## PAGE EXTRACT
- Opening Delimiter -

According to Reuters, one man can be heard saying: "This is a grave of a Christian" as he uprooted a headstone from the ground. Another voice says of those buried in the cemetery: "These are dogs."

The Toronto Star reports that one of the damaged tombs is that of Flying Officer Martin Northmore, a 21-year-old from Toronto who was killed fighting in the North Africa campaigns which began in 1941 and lasted three years. Northmore is one of 10 Canadians buried at the site.

The National Transitional Council (NTC), Libya's interim leadership since Moammar Gadhafi was ousted last year, said it would pursue those responsible.

"This action does not reflect Libyan public opinion because Islam calls for respect for other religions," the council said in a statement.


“Radical Islamists”? As opposed to moderate Islamists, I suppose. “…Islam calls for respect for other religions”? Let’s just see about that:



“Fight against those who (1) believe not in Allaah, (2) nor in the Last Day, (3) nor forbid that which has been forbidden by Allaah and His Messenger (Muhammad), (4) and those who acknowledge not the religion of truth (i.e. Islam) among the people of the Scripture (Jews and Christians), until they pay the Jizyah with willing submission, and feel themselves subdued”

[al-Tawbah 9:29]


That the highlighted phrases and comments were not questioned doesn’t surprise me. It’s why the blogosphere has become a more relevant source of news and information. If so-called professional and trusted news sources and agencies will not do proper journalism, someone else will. Why would a redundancy like “radical Islamists” (Islamists taken to mean fundamentalist and violent Muslims) and an obvious fallacy like Islamic tolerance for other religions appear in a mainstream article if hard-hitting journalism was a professional and ethical goal? They appear because of lazy, if not cowardly or sympathetic, leanings on the part of the writers, editors and other staff of the popular press.





Polish kite surfer Jan Lisewski fought off repeated shark attacks, overcame thirst and exhaustion in a two-day battle of survival on the Red Sea, Polish media reported on Tuesday.

The 42-year-old Lisewski had completed two thirds of a 200 km (124 miles) attempt to cross the Red Sea from the Egyptian town of El Gouna to Duba in Saudi Arabia when the wind suddenly stopped, deflating his kite.

Faced with rising waves and approaching nightfall the Gdansk-born Polish kite surfing champion and instructor sent out his first SOS signal, but it took nearly 40-hours for the Saudi Arabian coastguard to find him.

Lisewski -- who became the first person to kite surf across the Baltic Sea last year -- survived the ordeal with help of energy drinks, some water, two energy bars and a trusty knife to fight off sharks up to six meters (yards) long.

- Closing Delimiter -

## TASK LIST
**a.** Render the sentence "Northmore is one of 10 Canadians buried at the site." from the page extract into Spanish.
**b.** Reproduce the page extract word for word from "According to Reuters, one" to "in a statement.".

## RECORDS SUPPLIED

- Opening Delimiter -

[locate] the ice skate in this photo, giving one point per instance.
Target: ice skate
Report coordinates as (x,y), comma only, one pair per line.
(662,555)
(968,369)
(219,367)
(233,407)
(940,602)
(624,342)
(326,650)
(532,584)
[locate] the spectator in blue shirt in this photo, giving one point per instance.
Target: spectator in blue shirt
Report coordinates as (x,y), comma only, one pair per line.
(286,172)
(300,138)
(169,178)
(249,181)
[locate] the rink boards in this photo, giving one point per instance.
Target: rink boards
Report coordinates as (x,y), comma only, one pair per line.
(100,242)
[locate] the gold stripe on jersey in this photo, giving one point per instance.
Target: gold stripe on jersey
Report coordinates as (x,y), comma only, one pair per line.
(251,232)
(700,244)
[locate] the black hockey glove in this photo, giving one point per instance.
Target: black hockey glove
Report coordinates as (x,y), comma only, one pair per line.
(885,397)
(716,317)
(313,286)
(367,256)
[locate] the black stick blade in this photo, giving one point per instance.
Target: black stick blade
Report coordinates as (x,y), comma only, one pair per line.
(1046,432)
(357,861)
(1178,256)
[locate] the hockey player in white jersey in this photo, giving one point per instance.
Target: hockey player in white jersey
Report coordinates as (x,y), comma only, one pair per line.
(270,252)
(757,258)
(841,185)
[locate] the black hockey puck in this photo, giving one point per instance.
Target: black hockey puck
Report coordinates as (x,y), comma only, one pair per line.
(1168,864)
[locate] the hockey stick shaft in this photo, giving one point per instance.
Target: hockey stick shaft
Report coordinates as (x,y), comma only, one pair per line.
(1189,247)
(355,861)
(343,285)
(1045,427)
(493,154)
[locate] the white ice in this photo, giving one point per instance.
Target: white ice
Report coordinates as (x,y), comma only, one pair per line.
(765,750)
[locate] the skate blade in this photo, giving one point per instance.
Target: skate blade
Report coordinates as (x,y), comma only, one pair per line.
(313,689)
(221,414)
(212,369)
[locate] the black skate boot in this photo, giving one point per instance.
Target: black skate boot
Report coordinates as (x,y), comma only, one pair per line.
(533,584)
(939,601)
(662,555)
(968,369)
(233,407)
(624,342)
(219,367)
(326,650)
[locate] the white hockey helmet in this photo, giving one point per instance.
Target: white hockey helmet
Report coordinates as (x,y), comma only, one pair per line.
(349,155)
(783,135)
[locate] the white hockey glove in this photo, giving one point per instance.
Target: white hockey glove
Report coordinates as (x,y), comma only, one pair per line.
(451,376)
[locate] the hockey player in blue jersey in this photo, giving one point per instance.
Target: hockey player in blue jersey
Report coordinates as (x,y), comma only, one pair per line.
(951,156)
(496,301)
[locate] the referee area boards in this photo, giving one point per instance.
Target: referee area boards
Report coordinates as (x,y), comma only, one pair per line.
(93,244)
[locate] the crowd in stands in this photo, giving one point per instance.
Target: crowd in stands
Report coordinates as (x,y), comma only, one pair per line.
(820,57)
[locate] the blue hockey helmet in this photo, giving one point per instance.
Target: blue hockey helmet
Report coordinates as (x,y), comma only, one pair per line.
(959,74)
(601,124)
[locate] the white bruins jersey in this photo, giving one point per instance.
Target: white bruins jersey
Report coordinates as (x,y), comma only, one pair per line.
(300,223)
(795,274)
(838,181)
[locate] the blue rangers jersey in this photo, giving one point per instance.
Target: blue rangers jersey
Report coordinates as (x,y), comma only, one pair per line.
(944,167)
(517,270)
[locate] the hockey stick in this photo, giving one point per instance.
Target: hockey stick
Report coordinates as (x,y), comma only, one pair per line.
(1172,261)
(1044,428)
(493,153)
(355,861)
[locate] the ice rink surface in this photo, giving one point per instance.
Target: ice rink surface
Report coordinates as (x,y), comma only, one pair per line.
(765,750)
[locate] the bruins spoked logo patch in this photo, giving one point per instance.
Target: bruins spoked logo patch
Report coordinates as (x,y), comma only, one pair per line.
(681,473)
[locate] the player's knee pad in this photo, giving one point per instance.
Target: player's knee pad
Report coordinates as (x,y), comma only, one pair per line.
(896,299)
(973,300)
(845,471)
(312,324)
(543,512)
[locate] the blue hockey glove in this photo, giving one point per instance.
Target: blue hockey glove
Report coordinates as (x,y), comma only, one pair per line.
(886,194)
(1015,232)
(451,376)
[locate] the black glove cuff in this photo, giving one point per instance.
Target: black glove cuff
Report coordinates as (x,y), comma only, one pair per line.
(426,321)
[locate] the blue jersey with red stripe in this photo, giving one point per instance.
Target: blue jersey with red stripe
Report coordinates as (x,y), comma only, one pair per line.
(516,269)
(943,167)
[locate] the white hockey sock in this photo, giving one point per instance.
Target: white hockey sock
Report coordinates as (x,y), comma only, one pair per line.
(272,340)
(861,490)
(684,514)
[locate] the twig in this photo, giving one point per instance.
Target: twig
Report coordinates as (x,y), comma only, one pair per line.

- Closing Delimiter -

## TASK RESPONSES
**a.** Northmore es uno de los 10 canadienses enterrados en el lugar.

**b.**
According to Reuters, one man can be heard saying: "This is a grave of a Christian" as he uprooted a headstone from the ground. Another voice says of those buried in the cemetery: "These are dogs."

The Toronto Star reports that one of the damaged tombs is that of Flying Officer Martin Northmore, a 21-year-old from Toronto who was killed fighting in the North Africa campaigns which began in 1941 and lasted three years. Northmore is one of 10 Canadians buried at the site.

The National Transitional Council (NTC), Libya's interim leadership since Moammar Gadhafi was ousted last year, said it would pursue those responsible.

"This action does not reflect Libyan public opinion because Islam calls for respect for other religions," the council said in a statement.